> _Records provided_
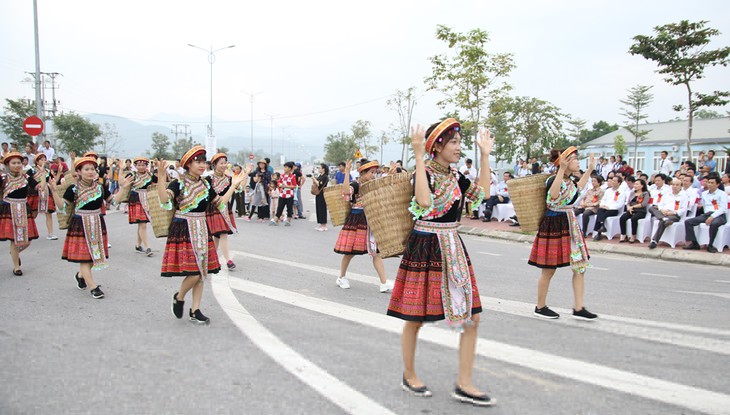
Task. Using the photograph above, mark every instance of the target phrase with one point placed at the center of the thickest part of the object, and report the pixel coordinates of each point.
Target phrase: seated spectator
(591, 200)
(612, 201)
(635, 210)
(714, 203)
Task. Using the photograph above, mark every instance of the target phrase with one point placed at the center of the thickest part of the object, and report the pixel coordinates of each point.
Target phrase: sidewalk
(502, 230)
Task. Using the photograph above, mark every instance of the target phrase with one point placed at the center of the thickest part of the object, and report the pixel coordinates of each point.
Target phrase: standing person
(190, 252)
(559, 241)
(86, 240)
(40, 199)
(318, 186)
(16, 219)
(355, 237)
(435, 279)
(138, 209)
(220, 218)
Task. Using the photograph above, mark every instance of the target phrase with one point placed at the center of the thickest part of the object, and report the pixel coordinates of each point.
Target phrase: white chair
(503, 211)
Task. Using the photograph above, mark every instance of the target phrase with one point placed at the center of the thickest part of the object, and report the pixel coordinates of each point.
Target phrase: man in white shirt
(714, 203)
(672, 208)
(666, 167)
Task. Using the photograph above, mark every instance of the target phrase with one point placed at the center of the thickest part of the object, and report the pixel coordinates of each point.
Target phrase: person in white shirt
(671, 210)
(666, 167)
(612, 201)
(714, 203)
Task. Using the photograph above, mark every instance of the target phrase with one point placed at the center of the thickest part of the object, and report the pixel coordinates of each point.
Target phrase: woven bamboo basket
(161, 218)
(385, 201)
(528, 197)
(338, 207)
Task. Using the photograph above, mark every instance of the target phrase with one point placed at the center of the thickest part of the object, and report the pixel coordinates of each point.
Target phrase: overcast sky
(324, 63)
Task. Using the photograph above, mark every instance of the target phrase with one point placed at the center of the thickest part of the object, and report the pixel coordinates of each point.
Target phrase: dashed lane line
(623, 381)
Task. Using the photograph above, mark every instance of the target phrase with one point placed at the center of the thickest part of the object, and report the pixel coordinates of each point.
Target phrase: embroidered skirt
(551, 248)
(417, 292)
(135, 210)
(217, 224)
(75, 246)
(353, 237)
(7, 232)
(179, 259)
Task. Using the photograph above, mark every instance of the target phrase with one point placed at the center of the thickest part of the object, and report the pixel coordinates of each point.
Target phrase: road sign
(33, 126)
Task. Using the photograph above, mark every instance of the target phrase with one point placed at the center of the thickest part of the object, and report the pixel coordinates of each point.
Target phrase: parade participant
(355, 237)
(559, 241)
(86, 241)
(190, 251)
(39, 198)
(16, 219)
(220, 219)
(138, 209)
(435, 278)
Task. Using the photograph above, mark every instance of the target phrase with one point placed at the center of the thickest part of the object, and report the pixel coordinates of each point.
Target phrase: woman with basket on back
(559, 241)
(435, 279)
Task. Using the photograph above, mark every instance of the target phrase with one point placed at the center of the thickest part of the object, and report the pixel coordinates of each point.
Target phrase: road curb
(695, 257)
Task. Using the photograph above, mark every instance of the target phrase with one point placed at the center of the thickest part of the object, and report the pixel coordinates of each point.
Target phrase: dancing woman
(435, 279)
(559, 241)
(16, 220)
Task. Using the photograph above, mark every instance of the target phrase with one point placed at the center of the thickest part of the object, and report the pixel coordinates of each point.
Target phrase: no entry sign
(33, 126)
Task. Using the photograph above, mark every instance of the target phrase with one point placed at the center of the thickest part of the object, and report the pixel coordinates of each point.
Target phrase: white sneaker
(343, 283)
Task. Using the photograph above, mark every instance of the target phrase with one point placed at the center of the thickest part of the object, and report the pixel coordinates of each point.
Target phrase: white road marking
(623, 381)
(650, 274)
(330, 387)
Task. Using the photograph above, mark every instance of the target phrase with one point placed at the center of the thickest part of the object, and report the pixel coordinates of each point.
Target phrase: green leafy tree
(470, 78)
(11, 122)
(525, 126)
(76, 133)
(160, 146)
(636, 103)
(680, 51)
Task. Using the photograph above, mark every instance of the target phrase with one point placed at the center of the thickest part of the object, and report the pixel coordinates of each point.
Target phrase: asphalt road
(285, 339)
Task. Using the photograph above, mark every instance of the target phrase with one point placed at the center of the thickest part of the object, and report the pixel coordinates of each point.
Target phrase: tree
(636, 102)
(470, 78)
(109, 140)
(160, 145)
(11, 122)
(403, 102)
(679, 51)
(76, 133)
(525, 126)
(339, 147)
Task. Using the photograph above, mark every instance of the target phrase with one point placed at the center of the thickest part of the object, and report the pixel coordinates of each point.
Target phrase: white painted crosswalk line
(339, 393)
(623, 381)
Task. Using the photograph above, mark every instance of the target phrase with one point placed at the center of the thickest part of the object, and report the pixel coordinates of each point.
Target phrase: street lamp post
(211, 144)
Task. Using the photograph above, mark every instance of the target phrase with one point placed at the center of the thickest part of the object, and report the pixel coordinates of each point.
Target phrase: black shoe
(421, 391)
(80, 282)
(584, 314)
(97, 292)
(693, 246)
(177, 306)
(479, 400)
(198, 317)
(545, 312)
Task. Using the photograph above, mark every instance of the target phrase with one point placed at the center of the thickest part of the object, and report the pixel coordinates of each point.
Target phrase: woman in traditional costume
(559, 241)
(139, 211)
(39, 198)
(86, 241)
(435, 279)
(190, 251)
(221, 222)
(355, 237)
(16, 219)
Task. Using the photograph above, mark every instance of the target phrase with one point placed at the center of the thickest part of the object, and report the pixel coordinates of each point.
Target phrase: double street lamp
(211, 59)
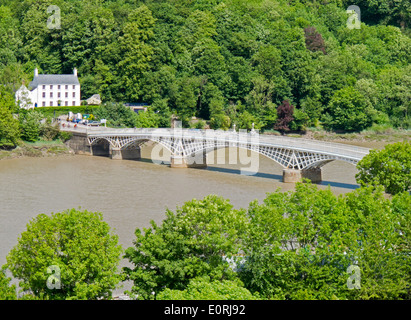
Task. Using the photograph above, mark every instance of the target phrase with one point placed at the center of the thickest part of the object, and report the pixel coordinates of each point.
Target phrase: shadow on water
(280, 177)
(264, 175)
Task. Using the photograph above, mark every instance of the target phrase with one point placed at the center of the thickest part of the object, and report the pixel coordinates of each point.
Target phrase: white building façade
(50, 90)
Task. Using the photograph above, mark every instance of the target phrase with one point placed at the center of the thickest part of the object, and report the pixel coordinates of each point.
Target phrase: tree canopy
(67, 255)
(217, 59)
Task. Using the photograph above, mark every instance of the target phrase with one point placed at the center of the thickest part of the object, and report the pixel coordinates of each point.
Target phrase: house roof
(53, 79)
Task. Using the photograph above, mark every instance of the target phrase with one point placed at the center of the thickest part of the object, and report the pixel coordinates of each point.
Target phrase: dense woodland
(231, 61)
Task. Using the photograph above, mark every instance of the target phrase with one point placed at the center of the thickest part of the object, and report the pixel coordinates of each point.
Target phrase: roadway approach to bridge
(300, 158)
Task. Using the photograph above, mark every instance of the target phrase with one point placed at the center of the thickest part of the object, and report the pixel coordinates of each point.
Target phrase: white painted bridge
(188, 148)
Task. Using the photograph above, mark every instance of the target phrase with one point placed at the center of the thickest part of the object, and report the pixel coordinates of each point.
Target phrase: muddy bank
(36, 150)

> _Your instructions_
Would you set down each line of the data exactly, with no images included?

> _The answer_
Task. Using the photograph above, mark every instance of the target phrase with one point placed at the center of the thickest part of the object, and report the pixel coordinates of each point.
Target phrase: seated spectator
(591, 200)
(612, 201)
(635, 210)
(714, 203)
Task. Using the photograph above, mark every instance of the target phrase with one point placed at the center of the thickest part of the object, and report the pixel coordinates of each point.
Target phrase: sidewalk
(502, 230)
Task. Using the photograph above, mark every instance of the target phrase with one point placed at the center of the thickest part of the object, and report the pixel coordinates of each point.
Target phrase: standing person
(190, 252)
(559, 241)
(86, 240)
(40, 199)
(318, 186)
(16, 219)
(355, 237)
(435, 279)
(138, 209)
(220, 218)
Task. Using the photograph above, mark every instance of the target phrase with one point placed at the center of the thickest part of the object, and report the pixel coordinates of each point.
Target phrase: white chair
(503, 211)
Task. Using the photograph above, mark every instance of the target phrase with one point placed at the center of the thickest part of the object, and report the pixel coordinates of each point.
Target phrase: man in white shirt
(714, 203)
(672, 208)
(666, 167)
Task. Using the photograph above, mark every instance of the target phrase with one point placed at the center of the thickest part of the object, and report the pixel coordinates of each point.
Target phrase: person in white shirt
(671, 210)
(666, 167)
(612, 201)
(714, 203)
Task. Using the photograph above, mark every instance of the target phrase with one point placed at the center of the thickest part of the object, and report the pixel coordinates of each point.
Target phrase: woven bamboo basket
(161, 218)
(385, 201)
(528, 197)
(338, 207)
Task. Using the photograph above, mark every instance of the target phrase with one point placed at the center of the thickest part of the object, and report the pixel coordinates of each point.
Target phrase: overcast sky
(324, 63)
Task. Using the photograph above, mark every instance of the target phrase with one point placed at the center of the thickest part of the object, and report the pixel coordinates of each point.
Target phrase: dashed lane line
(623, 381)
Task. Using the photograph above, mark every instance of the target phrase with one point placed at the center of the thickest part of the object, and report the pixel coordinates of each point.
Target phrase: embroidered skirt
(551, 248)
(417, 292)
(135, 210)
(217, 224)
(75, 246)
(353, 237)
(7, 232)
(179, 259)
Task. Using the photograph above, mark every instance of the target phrase with one point placed at the center of the thickest part of the object, and report the pixel coordinates of each point.
Target phrase: road sign
(33, 126)
Task. Using the photograph above, mark every instance of the target phrase with one point placed at the center of the thickest part of the object, and report the pixel coordinates of each point.
Target phrase: parade participant
(355, 237)
(559, 241)
(86, 241)
(190, 251)
(39, 198)
(16, 219)
(220, 219)
(138, 209)
(435, 278)
Task. Using the photograph above, mark every instance of the target phrase with one point placed at the center of the thickest part of the object, and report the pixel coordinates of each point.
Target phrase: woman with basket on back
(559, 241)
(435, 279)
Task. Using the photograph above, mark every instance of the target phrase with one point placed at the center of the thickest part of the object, and report the pixel coordinates of each point.
Target phrase: road curb
(695, 257)
Task. Using the photograph above, mark every instance of the target phrase with one point placed at the center of the thickest part of the object, and report the pixel coordinates of each point.
Target phrase: dancing woman
(435, 279)
(559, 241)
(16, 220)
Task. Using the photograph above, mark every instance of the target phrase with one point placed at the center of the thickest part of the object, and report the pixel coordinates of each point.
Target phrase: no entry sign
(33, 126)
Task. Using the photograph above, mark every instance of the target phrase with one point placed at the center of the thickest part of the object, and report the pixel coordinates of each point.
Target phrase: white sneaker
(343, 283)
Task. Using the photograph above, mark every instance of the target phrase with one point placed at the center of the thickest part of the object, and report the pixel coordinates of each point.
Target phrase: white road marking
(623, 381)
(650, 274)
(330, 387)
Task. Using the photograph above, mark every instance of the target phrase with one point placed at the center of the thickest part of the object, and report the pixel coordinates of each point.
Target phrase: green leafy tree
(470, 78)
(11, 122)
(525, 126)
(76, 133)
(160, 146)
(636, 103)
(680, 51)
Task. Using the photograph above, mark every instance of the target phrase with one point placed at the center of the thickest part of the object, and report the pixel coordinates of each point.
Target phrase: asphalt road
(285, 339)
Task. Using the photograph above, mark every instance of the target phrase with one point placed at the center of the thickest part of the object, and report the pixel coordinates of each point.
Target phrase: tree
(636, 102)
(470, 78)
(109, 140)
(160, 145)
(11, 122)
(403, 102)
(679, 51)
(76, 133)
(525, 126)
(339, 147)
Task. Using the photograph above, mark every instance of the target phrase with one point placed at the center of the thickest part of the object, and report the pixel coordinates of each point.
Target phrase: white painted crosswalk line
(339, 393)
(623, 381)
Task. Using the photograph above, mark every instance of the target phrase with one point placed at the center of the thickest part of the object, and report the pixel coordinates of each point.
Target phrase: street lamp post
(211, 144)
Task. Using the photograph above, mark every instance of the target phrase with one point placed at the center of the thickest part of the object, and report the pixel coordinates of each point.
Target phrase: black shoe
(421, 391)
(80, 282)
(584, 314)
(97, 292)
(693, 246)
(177, 306)
(479, 400)
(198, 317)
(545, 312)
Task. Using the photograph above, mark every instance of the target phrase with one point placed at the center of the thickest part of the object, and report the pixel coordinates of each point.
Target phrase: woman in traditional costume
(559, 241)
(139, 211)
(39, 198)
(86, 241)
(435, 279)
(190, 251)
(221, 222)
(355, 237)
(16, 219)
Task. Using the photograph above, mark every instance of the target phrase with one point placed at the center of the thickest part of the object, and report the pixel coordinates of each point.
Target phrase: double street lamp
(211, 59)
Task. Using the photograph above, mark every instance of the target phrase with one point placed at the center of the thickest part of the object, and report the pixel coordinates of each point.
Target phrase: shadow on water
(280, 177)
(264, 175)
Task. Using the photograph above, mark every instance of the target phrase with one point placed at the center of the thickest part of the object, and report the pixel coordinates of each point.
Target phrase: white building façade
(50, 90)
Task. Using the photograph above, mark every instance of the target phrase with one point placed at the center of the thickest part of the object, and report the pixel coordinates of each point.
Target phrase: tree canopy
(67, 255)
(217, 59)
Task. Using the photograph above, mark every instance of the target phrase with one point placed at the center of the thickest part of the object, and report the pixel coordinates of each point.
Target phrase: house roof
(53, 79)
Task. Using the photograph above, mark every instance of the target phrase with one point placed at the center of the thickest part of the object, and report the pixel coordinates of each point.
Target phrase: dense woodland
(231, 61)
Task. Using the photograph above, mark every instance of the target phrase with one point placed at the center of the thickest part of the object, and report the pixel coordinates of each point.
Target phrase: roadway approach to bridge
(300, 158)
Task. Using the photograph above, mark every instance of the target phrase with one point placed at the center of the thickest part of the object, and report the pixel coordinates of each point.
Target phrase: white painted bridge
(188, 148)
Task. Using the photograph above, mark every instance of the target phrase with one point placed at the center of the thickest part of the object, and report the pixel coordinates of each point.
Target phrase: muddy bank
(36, 150)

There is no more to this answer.